● **Goal**
Report every line of the listing below that contains the word "white", copying each line in full.
::: Extracted material
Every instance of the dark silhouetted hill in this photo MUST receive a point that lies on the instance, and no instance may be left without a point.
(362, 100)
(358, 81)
::::::
::: Extracted material
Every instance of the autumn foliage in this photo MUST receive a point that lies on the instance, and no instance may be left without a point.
::::::
::: Extracted material
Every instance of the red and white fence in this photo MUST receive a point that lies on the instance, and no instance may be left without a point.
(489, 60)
::::::
● **Answer to the task**
Every instance of the red and white fence in this photo MUST receive a point that lies on the instance, and no instance may be left without a point.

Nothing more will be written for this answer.